Texto apresentado

A massa foi para as ruas em 2013 e a elite se assustou. Passados alguns
meses, com a poeira baixa, mas às vésperas de eventos nacionais que
prometem aumentar a fervura do caldo das reivindicações - as eleições
gerais no segundo semestre e a Copa do Mundo em junho-, a expectativa é
de gente nas ruas, brilho nos olhos e vontade de mudar. E a direita
nacional está ouriçada...
Junho de 2013 foi emblemático na história política
nacional. A explosão repentina das manifestações de rua depois de
décadas de relativa calmaria, a redução dos R$ 0,20 centavos nas
passagens de ônibus como motivo detonador, o também relativo
distanciamento dos órgãos clássicos representativos da sociedade, como
sindicatos, centrais sindicais, partidos políticos, etc. enfim, uma nova
disposição política tomava corpo no cenário nacional.
A primeira e esperada reação da grande mídia foi de
condenação. Destaque para os estragos nas lojas e bens públicos,
gritaria nervosa dos comentaristas e repúdio aos manifestantes. Até o
governo, mais acostumado a este ambiente, deu seu recado de reprovação.
Ambos recuaram ao perceberem a profundidade das
questões que envolviam os protestos que ganhavam as ruas do Brasil,
turbinados por décadas de confinamento, segregação social,
distanciamento das decisões políticas centrais e carente de serviços
públicos de qualidade. Até cidades médias e pequenas - normalmente mais
distantes destas mobilizações que tem as grandes cidades como espaço
privilegiado -, foram tomadas por gente nas ruas cantando palavras de
ordem.

Dados coletados
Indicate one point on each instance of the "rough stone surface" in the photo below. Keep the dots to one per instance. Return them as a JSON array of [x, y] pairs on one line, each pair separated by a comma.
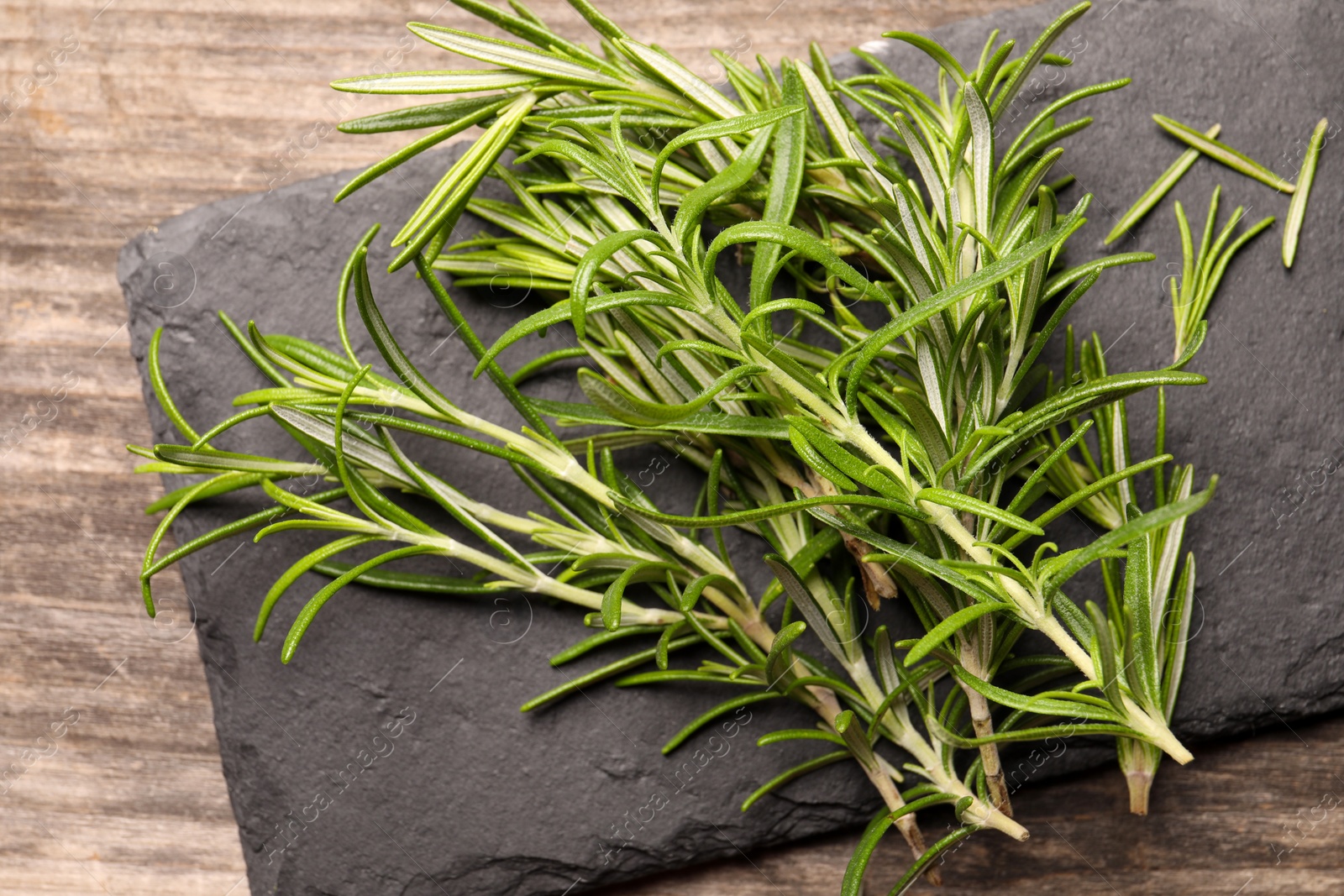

Tarefas
1 > No texto sobre os protestos de 2013, qual foi a primeira reação da grande mídia às manifestações?
2 > Reproduza fielmente o trecho do texto sobre os protestos de 2013 que vai de "Junho de 2013" até "recado de reprovação.".

Soluções
1 > Foi de condenação.

2 >
Junho de 2013 foi emblemático na história política
nacional. A explosão repentina das manifestações de rua depois de
décadas de relativa calmaria, a redução dos R$ 0,20 centavos nas
passagens de ônibus como motivo detonador, o também relativo
distanciamento dos órgãos clássicos representativos da sociedade, como
sindicatos, centrais sindicais, partidos políticos, etc. enfim, uma nova
disposição política tomava corpo no cenário nacional.
A primeira e esperada reação da grande mídia foi de
condenação. Destaque para os estragos nas lojas e bens públicos,
gritaria nervosa dos comentaristas e repúdio aos manifestantes. Até o
governo, mais acostumado a este ambiente, deu seu recado de reprovação.